Reproduce only the stretch from the line containing "point: yellow pear, one" through the end of the entries, substituting "plain background" for "white background" wherever it occurs and changing nothing else.

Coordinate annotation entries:
* START *
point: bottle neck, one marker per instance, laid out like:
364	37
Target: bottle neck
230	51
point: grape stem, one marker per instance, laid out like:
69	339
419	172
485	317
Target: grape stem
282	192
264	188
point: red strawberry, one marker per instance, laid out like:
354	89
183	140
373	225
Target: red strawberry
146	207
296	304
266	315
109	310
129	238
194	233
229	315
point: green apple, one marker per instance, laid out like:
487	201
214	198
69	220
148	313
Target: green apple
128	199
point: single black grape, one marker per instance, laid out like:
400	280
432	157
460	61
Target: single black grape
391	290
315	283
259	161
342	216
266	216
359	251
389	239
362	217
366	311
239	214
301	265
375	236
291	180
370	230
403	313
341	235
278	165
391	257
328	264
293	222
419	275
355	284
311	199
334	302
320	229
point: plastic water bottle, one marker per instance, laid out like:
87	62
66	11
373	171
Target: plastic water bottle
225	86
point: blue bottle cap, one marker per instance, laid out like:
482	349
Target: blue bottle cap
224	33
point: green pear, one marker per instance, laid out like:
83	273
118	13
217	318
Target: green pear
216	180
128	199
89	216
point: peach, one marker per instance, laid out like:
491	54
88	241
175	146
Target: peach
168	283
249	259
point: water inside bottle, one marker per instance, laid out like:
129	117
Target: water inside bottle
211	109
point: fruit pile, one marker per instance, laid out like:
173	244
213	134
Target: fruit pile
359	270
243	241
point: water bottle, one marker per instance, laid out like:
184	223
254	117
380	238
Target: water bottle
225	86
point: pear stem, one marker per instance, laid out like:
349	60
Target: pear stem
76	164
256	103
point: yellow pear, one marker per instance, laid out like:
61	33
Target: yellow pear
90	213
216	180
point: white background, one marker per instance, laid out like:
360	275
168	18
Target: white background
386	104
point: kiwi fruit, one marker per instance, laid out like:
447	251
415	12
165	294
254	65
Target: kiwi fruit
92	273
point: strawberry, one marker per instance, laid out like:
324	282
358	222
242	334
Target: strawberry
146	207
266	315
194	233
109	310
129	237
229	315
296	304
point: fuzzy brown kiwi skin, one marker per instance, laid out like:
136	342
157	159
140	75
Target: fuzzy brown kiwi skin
* END *
Solution for this exercise →
point: yellow pear, one marker per instance, laid out like:
61	33
Target: yellow pear
90	213
216	180
point: plain background, one marker per instance, laid out like:
360	275
168	18
Target: plain background
386	104
point: kiwi fruit, one marker per instance, laid out like:
447	251
415	12
165	294
254	65
Target: kiwi fruit
92	273
point: strawberry, one marker per instance, laid out like:
324	282
358	222
242	334
Target: strawberry
146	207
266	315
194	233
109	310
129	237
229	315
296	304
point: fuzzy brown kiwi skin, one marker per instance, laid out like:
136	342
157	159
140	75
Target: fuzzy brown kiwi skin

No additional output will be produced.